• Supplied data:
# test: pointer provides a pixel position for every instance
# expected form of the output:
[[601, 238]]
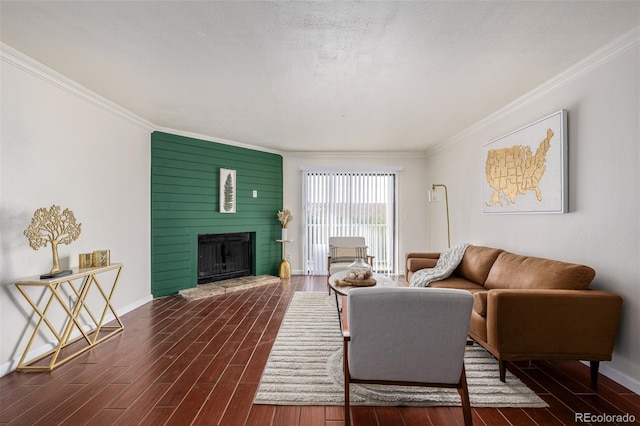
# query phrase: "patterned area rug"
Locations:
[[305, 368]]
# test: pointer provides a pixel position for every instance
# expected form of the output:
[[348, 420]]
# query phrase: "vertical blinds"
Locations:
[[349, 204]]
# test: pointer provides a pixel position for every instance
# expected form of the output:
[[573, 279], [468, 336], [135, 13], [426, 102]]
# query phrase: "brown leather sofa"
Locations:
[[529, 308]]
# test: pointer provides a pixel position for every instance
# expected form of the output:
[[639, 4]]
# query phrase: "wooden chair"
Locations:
[[408, 337], [343, 251]]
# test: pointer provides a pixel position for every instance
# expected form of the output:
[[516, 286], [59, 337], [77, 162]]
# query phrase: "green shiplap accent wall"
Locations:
[[185, 175]]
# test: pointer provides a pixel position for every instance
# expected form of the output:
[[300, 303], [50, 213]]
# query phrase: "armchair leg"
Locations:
[[595, 366], [503, 370], [464, 397], [345, 368]]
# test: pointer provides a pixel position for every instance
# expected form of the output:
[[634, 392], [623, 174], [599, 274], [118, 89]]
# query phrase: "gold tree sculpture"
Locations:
[[52, 227]]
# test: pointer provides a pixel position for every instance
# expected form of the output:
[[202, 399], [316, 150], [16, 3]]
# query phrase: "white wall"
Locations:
[[602, 229], [412, 190], [61, 148]]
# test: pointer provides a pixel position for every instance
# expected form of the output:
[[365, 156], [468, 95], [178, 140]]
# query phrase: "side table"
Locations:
[[70, 293]]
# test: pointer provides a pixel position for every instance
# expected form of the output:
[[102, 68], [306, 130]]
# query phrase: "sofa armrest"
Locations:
[[416, 261], [529, 324]]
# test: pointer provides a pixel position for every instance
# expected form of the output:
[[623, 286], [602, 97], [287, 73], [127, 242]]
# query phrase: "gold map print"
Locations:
[[514, 171]]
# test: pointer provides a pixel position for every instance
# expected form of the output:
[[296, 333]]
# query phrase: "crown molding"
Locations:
[[217, 140], [21, 61], [594, 60], [367, 154], [29, 65]]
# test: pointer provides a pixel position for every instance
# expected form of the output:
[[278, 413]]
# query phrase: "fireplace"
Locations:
[[224, 256]]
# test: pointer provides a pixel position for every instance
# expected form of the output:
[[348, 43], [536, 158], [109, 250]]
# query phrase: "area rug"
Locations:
[[305, 368]]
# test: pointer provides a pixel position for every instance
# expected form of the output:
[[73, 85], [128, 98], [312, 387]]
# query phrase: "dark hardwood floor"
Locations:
[[199, 363]]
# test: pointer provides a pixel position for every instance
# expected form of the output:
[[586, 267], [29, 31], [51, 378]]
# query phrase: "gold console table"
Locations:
[[69, 294]]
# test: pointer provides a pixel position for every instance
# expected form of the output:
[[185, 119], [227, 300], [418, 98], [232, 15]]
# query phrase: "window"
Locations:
[[349, 204]]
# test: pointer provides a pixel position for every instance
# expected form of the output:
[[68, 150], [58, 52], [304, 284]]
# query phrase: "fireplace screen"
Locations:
[[224, 256]]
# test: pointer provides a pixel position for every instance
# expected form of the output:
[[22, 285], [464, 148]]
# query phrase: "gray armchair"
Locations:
[[406, 336]]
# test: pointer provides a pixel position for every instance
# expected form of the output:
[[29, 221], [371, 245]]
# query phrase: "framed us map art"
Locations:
[[526, 170]]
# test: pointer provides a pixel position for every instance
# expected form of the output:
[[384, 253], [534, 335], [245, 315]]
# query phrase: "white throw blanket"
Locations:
[[446, 264]]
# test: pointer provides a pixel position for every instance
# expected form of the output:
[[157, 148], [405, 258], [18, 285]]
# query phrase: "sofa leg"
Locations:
[[503, 370], [595, 366]]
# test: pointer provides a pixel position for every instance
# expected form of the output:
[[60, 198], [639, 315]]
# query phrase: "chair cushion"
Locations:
[[408, 334], [346, 254], [338, 267]]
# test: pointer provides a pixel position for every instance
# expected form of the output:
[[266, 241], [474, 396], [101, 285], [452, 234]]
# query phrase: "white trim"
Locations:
[[11, 56], [11, 365], [216, 140], [594, 60], [18, 59], [351, 169], [366, 154]]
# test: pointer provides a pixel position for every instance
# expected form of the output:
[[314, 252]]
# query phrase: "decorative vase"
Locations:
[[359, 270]]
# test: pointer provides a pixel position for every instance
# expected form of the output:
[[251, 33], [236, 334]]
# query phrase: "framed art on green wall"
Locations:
[[227, 191]]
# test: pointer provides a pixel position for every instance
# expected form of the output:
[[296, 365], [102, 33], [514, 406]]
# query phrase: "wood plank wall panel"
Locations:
[[185, 186]]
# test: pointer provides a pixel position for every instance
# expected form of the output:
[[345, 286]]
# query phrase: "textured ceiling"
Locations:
[[313, 76]]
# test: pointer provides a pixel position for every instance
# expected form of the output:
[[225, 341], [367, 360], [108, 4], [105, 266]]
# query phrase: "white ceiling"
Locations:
[[314, 76]]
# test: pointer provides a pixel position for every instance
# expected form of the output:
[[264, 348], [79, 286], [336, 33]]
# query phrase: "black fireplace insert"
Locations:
[[224, 256]]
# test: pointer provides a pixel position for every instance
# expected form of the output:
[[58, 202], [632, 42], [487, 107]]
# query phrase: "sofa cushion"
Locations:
[[459, 283], [522, 272], [476, 263]]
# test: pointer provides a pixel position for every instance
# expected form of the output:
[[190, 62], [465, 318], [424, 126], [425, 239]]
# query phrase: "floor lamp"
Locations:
[[434, 196]]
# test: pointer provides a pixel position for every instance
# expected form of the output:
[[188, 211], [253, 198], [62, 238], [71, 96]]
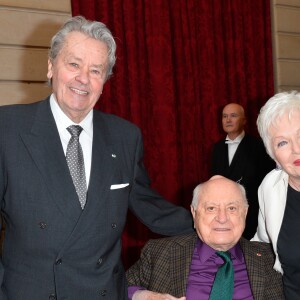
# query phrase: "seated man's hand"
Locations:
[[147, 295]]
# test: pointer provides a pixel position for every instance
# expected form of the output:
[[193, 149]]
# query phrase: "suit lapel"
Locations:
[[238, 161], [180, 261], [44, 145], [255, 268], [105, 160]]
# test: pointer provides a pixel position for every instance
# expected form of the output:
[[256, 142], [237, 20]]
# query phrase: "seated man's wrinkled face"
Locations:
[[221, 213]]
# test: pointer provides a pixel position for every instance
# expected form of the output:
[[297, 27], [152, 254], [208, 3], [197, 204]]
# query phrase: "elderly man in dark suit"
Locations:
[[243, 158], [185, 267], [68, 175]]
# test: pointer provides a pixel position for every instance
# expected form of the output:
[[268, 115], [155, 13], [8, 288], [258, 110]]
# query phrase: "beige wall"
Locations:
[[28, 25], [286, 44], [26, 30]]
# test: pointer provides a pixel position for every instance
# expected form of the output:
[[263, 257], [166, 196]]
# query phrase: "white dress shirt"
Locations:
[[85, 138], [232, 145]]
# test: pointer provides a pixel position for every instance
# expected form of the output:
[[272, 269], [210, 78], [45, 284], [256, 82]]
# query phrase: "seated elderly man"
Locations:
[[215, 263]]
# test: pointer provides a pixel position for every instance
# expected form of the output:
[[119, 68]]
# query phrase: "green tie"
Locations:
[[223, 285]]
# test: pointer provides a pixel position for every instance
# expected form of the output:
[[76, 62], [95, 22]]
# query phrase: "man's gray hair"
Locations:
[[199, 188], [93, 29]]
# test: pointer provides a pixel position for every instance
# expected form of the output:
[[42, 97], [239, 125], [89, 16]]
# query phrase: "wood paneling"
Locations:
[[29, 28], [287, 19], [288, 46], [288, 72], [19, 92], [24, 64]]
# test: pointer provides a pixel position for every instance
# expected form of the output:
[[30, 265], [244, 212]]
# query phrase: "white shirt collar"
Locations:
[[237, 139]]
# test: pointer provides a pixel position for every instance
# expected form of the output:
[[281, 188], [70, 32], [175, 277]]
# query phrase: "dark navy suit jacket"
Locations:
[[250, 164]]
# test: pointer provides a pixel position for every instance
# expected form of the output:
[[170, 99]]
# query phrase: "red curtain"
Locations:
[[179, 62]]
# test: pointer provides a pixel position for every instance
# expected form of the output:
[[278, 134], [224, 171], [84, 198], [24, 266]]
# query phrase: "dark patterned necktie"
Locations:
[[75, 163], [224, 281]]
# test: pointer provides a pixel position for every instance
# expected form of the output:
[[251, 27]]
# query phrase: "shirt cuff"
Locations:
[[132, 289]]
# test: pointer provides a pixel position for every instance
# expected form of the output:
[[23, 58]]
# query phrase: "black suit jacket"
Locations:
[[249, 166], [52, 247], [164, 267]]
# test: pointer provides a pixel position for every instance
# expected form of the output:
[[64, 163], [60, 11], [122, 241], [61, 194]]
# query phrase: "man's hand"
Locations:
[[147, 295]]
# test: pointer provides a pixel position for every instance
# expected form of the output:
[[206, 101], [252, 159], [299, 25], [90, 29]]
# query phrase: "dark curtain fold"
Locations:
[[179, 62]]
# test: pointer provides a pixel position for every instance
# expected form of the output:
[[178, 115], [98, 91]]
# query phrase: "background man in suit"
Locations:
[[241, 157], [185, 266], [57, 247]]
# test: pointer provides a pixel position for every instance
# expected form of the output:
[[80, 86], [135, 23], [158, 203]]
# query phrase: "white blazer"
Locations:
[[272, 195]]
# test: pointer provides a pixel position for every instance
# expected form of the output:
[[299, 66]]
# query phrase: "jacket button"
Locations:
[[42, 225], [52, 297]]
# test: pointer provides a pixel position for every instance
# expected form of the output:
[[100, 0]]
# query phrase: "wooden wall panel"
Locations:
[[29, 64], [21, 93], [28, 28], [288, 46], [287, 19], [288, 73]]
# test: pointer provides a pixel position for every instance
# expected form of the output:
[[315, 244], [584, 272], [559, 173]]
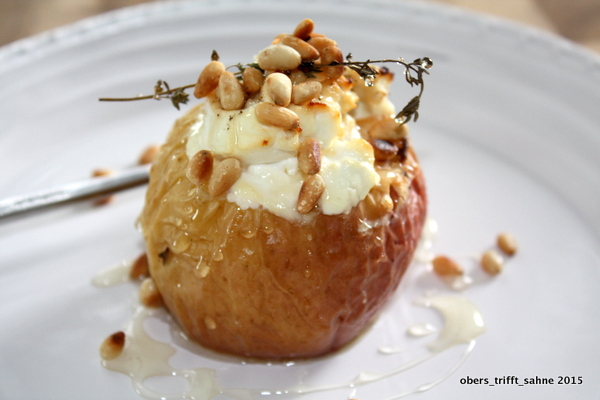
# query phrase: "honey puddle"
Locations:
[[145, 359]]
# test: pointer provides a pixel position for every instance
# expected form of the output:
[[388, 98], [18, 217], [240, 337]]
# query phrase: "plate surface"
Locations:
[[508, 137]]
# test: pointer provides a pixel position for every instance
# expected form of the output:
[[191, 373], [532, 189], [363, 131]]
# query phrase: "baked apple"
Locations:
[[283, 211]]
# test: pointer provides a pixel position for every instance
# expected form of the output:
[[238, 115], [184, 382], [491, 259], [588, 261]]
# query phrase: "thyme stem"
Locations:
[[160, 94]]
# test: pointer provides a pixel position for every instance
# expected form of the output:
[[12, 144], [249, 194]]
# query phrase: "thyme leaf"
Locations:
[[413, 74]]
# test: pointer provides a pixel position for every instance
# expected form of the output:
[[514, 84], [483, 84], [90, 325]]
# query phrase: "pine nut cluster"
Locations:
[[272, 84], [491, 261]]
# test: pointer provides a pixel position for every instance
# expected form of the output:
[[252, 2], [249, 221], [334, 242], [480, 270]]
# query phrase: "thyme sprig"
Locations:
[[413, 74]]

• Problem requirements: Which of the lines above include the word "patterned"? Copy each of them.

• Exercise result:
# query phrase: "patterned area rug"
# query phrase: "dark patterned necktie"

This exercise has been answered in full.